> [Task requirements]:
1. Rewrite the stretch of the passage on robot learning from "Another promising approach" through "the worst ones.", swapping "reinforcement learning" for "trial-and-error learning".
2. Carry on the passage about how social robots learn from the point where it stops.

> [Exercise text]:
***
Another promising approach is reinforcement learning, where some evaluation of the performance of the robot is used to promote correct actions and discard the worst ones.

To implement effective social robots, learning in the actual situations where they will operate is crucial. In particular, it is important to model not only the multimodal features describing the person the robot is interacting with, but the whole situation, including other possible persons, objects, surroundings, and possibly anticipating what will happen next [68]. Replicating the multimodal interactive actions could also be learned, e.g., modeling synchronous speech and gestures for a humanoid robot [69].

The complexity of interaction requires, mostly in long-term activities [70], to understand what are the general attitudes, personality [71], preferences, and possible limitations of the interlocutor(s) and try to match them [72]. The identification of these aspects, and consequent adaptation of the robot behavior to the specific situation, including the selection of the appropriate multimodal communicative actions, can be done by learning models of general attitudes, trying to classify the interlocutor from the interaction, to identify the type of the most appropriate modality, and to apply the learned model to generate the proper interaction. It has been observed both for verbal interaction (e.g., [73]) and for non-verbal interaction (e.g., in robotic games [74, 75]) that robots matching the characteristics of the interacting people can have better performance.

Given safety and performance issues in real environments, and the usually long learning time, needed to identify complex models general enough to be used in the desired range of situations, learning is often done in simulation, with possible issues about how much realistic could be the learning experience in a simulated world that cannot include real people, whose behavior is difficult to simulate. The same issues hold for adversarial learning, where two learning systems learn from each other, again in a simulated environment, the only one where it is possible to perform the needed, very large number of iterations. Also for behaviors, different learning approaches may be beneficial, at least for some aspects and for complex applications.
***
> [Information shown]:
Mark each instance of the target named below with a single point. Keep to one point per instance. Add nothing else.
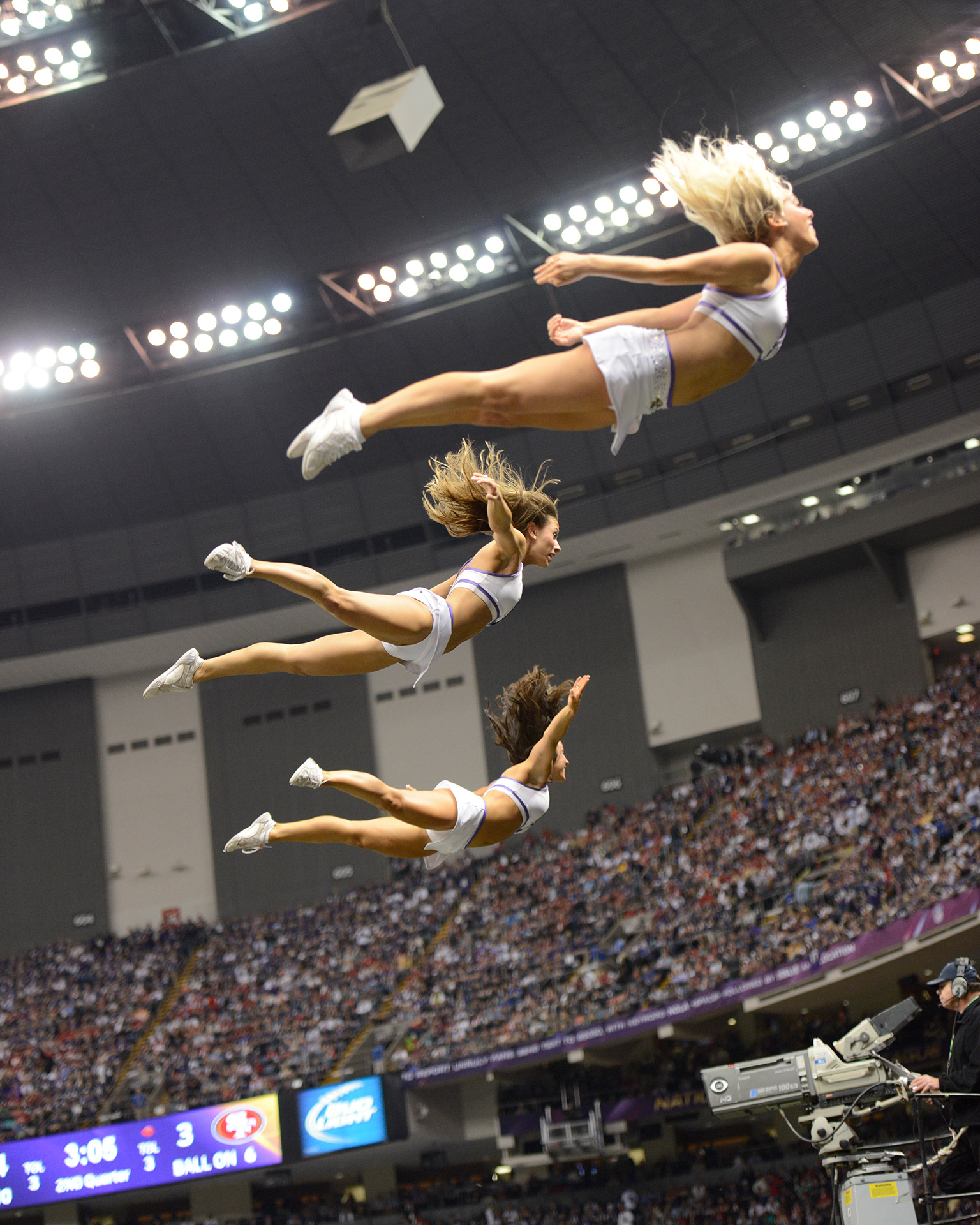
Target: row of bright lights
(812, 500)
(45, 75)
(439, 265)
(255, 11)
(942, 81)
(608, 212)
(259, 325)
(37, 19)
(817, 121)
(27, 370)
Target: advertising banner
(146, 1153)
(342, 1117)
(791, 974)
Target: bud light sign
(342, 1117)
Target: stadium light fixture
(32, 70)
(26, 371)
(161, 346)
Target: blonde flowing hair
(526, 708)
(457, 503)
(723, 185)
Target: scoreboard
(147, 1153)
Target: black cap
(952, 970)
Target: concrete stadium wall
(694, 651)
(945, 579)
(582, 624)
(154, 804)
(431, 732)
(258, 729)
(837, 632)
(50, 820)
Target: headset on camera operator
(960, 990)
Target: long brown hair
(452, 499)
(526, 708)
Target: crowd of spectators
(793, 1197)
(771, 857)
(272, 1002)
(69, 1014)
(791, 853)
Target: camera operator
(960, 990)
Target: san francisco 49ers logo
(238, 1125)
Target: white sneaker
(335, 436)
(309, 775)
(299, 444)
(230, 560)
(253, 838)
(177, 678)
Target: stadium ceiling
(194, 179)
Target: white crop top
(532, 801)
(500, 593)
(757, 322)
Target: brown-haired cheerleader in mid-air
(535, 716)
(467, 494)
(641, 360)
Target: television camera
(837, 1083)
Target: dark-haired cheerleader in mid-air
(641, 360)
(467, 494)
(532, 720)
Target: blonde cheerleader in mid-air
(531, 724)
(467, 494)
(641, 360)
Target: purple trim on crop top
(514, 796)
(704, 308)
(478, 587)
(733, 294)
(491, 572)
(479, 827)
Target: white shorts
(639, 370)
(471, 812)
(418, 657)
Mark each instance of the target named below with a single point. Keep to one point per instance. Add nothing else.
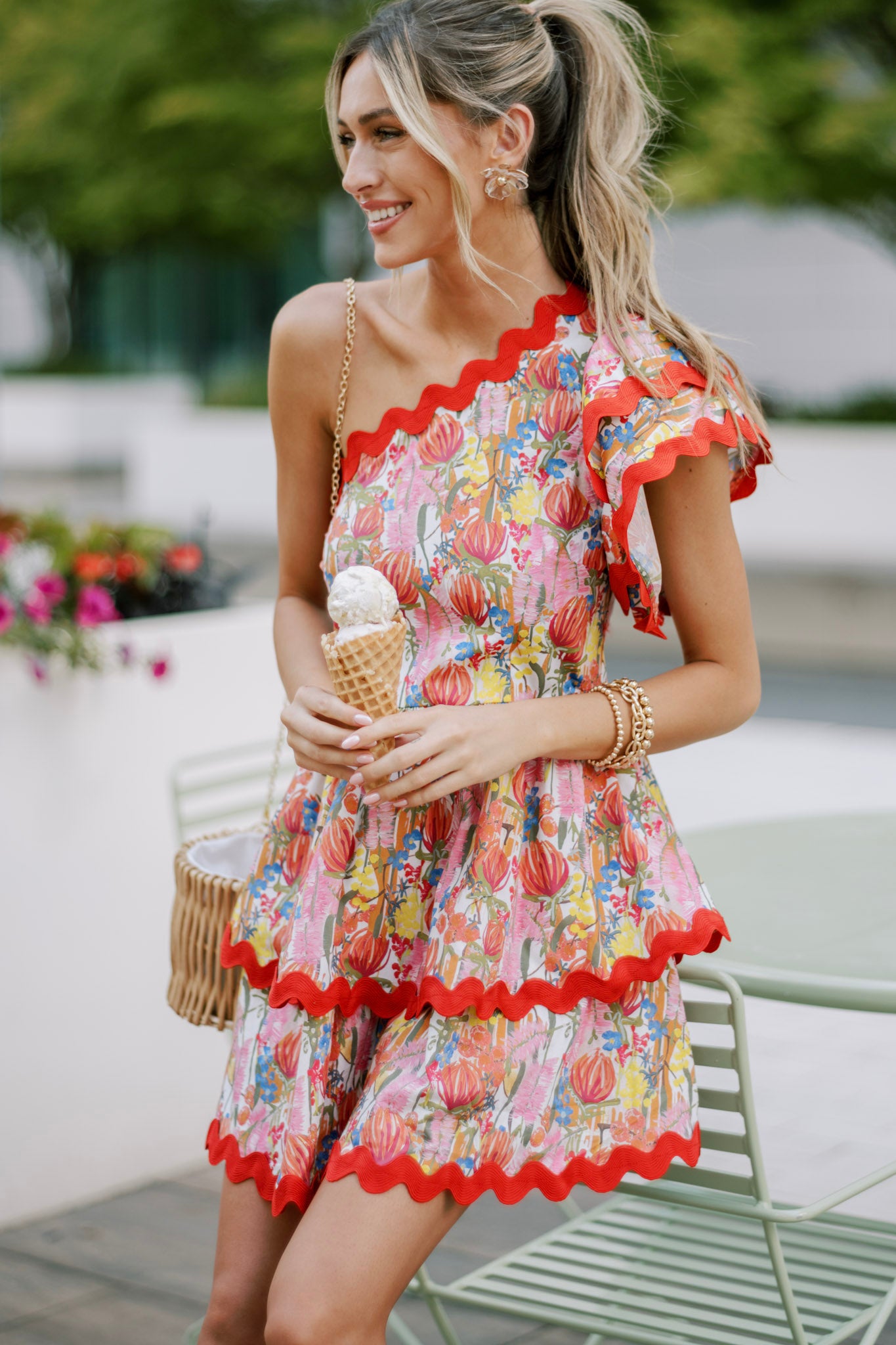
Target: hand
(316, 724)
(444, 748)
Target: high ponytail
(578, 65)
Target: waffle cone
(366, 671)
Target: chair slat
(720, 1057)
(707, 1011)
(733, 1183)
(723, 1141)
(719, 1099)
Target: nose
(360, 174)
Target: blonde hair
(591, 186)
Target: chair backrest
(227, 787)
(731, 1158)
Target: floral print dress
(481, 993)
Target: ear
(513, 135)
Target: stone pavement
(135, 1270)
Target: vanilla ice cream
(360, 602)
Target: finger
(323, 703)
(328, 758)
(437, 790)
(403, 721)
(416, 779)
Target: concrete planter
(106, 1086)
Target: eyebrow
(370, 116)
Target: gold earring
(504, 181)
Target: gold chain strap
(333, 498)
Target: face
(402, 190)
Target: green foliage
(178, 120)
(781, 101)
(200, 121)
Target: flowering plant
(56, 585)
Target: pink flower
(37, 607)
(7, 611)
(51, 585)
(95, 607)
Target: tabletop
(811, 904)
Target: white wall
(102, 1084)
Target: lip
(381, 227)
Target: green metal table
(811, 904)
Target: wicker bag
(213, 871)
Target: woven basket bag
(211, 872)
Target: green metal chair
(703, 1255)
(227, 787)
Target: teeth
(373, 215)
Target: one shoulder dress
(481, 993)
***
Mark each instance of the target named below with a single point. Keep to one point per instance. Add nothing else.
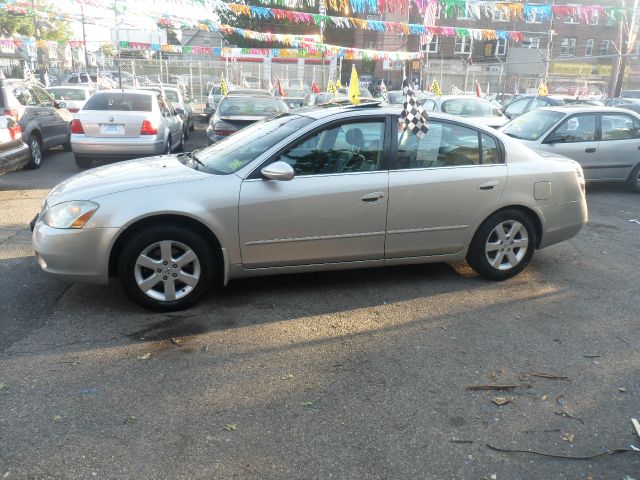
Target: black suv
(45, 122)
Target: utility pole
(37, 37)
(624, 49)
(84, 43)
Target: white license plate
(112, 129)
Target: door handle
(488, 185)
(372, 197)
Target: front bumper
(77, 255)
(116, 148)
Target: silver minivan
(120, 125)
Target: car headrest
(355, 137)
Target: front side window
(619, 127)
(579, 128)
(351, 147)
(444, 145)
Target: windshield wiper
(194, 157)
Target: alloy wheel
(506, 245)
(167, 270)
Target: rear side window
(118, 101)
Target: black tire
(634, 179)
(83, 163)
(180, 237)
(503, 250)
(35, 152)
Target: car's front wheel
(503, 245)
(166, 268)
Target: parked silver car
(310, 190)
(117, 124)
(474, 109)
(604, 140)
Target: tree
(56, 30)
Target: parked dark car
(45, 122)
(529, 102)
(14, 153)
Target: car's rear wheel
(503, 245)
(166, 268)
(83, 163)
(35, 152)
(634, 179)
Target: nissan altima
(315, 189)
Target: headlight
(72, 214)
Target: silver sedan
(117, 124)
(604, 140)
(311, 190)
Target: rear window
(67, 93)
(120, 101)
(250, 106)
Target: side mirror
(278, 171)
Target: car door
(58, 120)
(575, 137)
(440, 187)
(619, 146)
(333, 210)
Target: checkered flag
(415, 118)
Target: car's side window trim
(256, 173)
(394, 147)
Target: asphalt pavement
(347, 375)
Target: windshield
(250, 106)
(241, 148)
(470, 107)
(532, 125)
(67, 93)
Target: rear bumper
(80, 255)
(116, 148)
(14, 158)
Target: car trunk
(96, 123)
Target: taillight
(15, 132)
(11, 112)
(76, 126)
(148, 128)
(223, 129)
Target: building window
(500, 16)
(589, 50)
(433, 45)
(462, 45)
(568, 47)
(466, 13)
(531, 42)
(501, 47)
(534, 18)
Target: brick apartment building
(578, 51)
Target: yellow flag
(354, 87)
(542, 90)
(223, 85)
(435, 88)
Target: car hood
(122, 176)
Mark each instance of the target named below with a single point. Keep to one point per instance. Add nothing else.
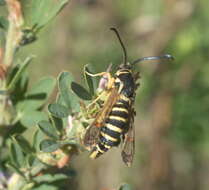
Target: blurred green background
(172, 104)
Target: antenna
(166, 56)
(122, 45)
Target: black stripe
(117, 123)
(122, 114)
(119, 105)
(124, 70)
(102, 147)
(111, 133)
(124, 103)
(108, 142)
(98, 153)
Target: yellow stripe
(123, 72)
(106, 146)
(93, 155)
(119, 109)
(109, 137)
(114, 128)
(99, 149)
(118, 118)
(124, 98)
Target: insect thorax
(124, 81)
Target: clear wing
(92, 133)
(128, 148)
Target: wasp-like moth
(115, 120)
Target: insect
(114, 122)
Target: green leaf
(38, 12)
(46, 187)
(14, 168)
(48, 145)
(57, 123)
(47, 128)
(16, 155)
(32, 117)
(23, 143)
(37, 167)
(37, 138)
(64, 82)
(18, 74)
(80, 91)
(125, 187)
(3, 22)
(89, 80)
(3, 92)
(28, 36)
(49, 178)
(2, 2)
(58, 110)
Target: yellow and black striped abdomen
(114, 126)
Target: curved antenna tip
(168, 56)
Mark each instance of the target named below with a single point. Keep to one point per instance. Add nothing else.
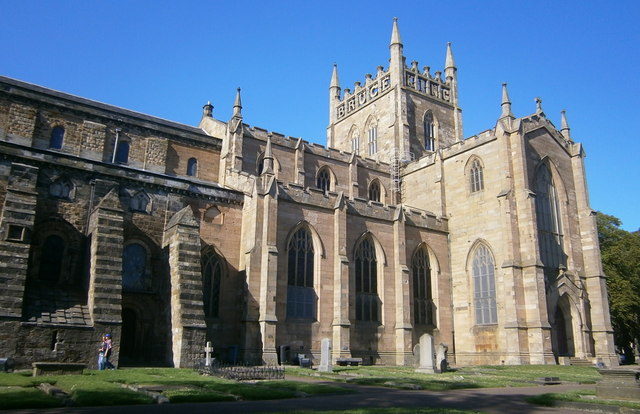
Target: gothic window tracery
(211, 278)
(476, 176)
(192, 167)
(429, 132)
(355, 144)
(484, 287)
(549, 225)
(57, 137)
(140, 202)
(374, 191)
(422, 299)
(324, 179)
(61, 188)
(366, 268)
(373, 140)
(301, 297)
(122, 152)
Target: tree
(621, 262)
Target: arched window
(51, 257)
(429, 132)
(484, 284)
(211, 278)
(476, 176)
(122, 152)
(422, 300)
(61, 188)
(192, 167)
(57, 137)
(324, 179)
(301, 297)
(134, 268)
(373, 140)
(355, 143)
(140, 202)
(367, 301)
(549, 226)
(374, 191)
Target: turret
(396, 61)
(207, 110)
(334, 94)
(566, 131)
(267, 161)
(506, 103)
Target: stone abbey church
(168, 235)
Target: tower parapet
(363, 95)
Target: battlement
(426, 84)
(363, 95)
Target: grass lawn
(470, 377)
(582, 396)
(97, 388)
***
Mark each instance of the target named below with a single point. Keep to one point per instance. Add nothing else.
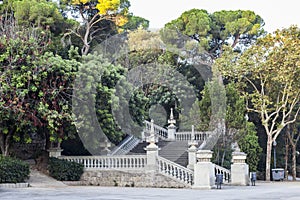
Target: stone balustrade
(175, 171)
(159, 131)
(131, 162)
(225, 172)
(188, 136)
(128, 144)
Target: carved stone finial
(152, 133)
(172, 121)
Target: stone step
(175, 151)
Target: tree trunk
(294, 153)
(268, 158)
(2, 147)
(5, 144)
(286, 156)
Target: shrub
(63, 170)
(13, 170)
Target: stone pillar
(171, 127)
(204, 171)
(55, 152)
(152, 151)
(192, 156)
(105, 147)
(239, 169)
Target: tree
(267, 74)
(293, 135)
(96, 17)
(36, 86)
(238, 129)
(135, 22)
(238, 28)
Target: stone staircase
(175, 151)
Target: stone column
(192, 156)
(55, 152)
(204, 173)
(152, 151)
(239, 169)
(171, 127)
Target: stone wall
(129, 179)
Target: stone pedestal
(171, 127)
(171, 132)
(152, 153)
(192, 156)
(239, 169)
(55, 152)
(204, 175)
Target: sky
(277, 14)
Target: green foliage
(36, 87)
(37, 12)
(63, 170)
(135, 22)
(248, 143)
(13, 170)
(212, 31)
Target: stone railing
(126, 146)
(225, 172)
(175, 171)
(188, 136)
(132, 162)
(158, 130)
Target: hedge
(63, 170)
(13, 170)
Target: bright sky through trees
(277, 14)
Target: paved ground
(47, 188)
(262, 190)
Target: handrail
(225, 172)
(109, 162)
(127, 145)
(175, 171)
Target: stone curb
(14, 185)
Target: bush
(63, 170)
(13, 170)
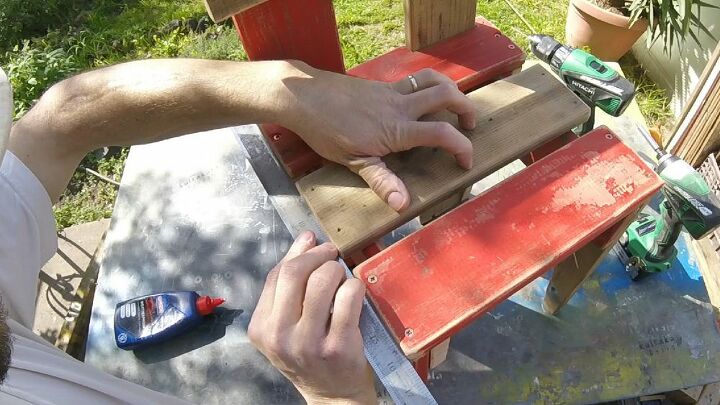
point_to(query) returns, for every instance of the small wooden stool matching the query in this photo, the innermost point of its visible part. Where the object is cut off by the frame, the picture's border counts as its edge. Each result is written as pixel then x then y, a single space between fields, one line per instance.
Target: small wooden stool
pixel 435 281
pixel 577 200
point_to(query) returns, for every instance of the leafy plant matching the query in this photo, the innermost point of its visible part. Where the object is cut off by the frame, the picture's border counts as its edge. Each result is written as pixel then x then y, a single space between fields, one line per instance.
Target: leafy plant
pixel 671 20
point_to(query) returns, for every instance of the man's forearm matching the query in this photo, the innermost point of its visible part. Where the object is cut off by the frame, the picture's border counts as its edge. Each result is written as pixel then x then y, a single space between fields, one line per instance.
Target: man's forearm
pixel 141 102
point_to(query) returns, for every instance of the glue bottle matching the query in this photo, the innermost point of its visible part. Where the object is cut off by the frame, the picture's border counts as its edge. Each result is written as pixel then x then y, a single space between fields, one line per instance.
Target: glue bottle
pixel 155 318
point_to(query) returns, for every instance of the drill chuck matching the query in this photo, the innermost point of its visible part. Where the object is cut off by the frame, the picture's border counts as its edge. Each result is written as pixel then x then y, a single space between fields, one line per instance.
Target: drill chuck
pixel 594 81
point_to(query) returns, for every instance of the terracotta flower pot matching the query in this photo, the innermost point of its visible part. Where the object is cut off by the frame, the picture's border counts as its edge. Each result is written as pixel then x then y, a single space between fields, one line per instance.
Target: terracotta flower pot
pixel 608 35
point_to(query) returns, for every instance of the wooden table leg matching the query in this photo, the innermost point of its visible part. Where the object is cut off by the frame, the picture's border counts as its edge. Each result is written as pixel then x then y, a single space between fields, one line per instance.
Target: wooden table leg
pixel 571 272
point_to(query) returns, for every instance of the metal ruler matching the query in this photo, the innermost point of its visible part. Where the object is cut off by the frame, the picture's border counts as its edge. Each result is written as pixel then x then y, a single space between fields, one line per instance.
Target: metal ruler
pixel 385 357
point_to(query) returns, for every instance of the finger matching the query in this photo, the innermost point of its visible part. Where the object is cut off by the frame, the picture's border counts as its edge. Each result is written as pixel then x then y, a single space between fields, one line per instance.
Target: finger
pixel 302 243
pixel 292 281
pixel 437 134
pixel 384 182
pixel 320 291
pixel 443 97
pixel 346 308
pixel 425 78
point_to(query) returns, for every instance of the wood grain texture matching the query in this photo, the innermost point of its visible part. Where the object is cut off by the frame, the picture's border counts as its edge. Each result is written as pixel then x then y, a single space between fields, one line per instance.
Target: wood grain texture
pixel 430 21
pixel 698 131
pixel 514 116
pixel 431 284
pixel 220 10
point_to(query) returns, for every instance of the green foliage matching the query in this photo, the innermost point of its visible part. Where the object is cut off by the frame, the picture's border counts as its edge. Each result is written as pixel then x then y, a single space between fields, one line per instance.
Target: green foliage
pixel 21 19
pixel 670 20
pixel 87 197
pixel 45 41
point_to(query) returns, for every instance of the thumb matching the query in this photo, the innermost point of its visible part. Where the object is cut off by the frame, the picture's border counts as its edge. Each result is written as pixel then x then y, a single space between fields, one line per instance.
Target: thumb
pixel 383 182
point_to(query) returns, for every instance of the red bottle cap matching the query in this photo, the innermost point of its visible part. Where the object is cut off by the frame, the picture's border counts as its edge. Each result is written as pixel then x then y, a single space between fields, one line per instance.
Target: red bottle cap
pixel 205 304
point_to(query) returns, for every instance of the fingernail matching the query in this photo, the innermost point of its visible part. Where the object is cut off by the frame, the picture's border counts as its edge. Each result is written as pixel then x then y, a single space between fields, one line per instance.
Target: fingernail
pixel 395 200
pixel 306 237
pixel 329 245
***
> [Answers]:
1.
Another promising approach is trial-and-error learning, where some evaluation of the performance of the robot is used to promote correct actions and discard the worst ones.

2.
Benchmarking: the “Real” Performance

“Robot benchmarking can be defined as an objective performance evaluation of a robot system/subsystem under controlled, reproducible conditions. [...] A benchmark includes a set of metrics together with a proper interpretation, allowing the evaluation of the performance of the system/subsystem under test according to well-specified objective criteria. In particular, a benchmark can be used to certify properties and functionalities, and therefore takes a key role in demonstrating the worth of specific solutions to prospective adopters, be they companies contemplating the realization of new products, or their clients interested in the purchase of such products” [76].

Benchmarking is becoming relevant also in HRI when an objective evaluation of the performance of the robot would be required to match the market requirements. HRI benchmarking activities are still in their infancy [77,78,79], but their importance will increase as certification processes will be defined for interacting robots, and the real market will require guarantees for value, performance, and safety.

Conclusion

We have presented a concise list of issues concerning communication in HRI. It is evident that communication includes transmission of signals among the communicating agents as explicit, implicit, and involuntary interaction stimuli, in an integrated flow, that has to be considered as a whole.

We have left apart all considerations about physical aspects of the robots—such as shape, dimension, skin material, and weight—which are also important elements that affect communication, but would have required as much space, dedicated to robot design; also, this is knowing a new season, since social robots will face a market of people used at high-quality design.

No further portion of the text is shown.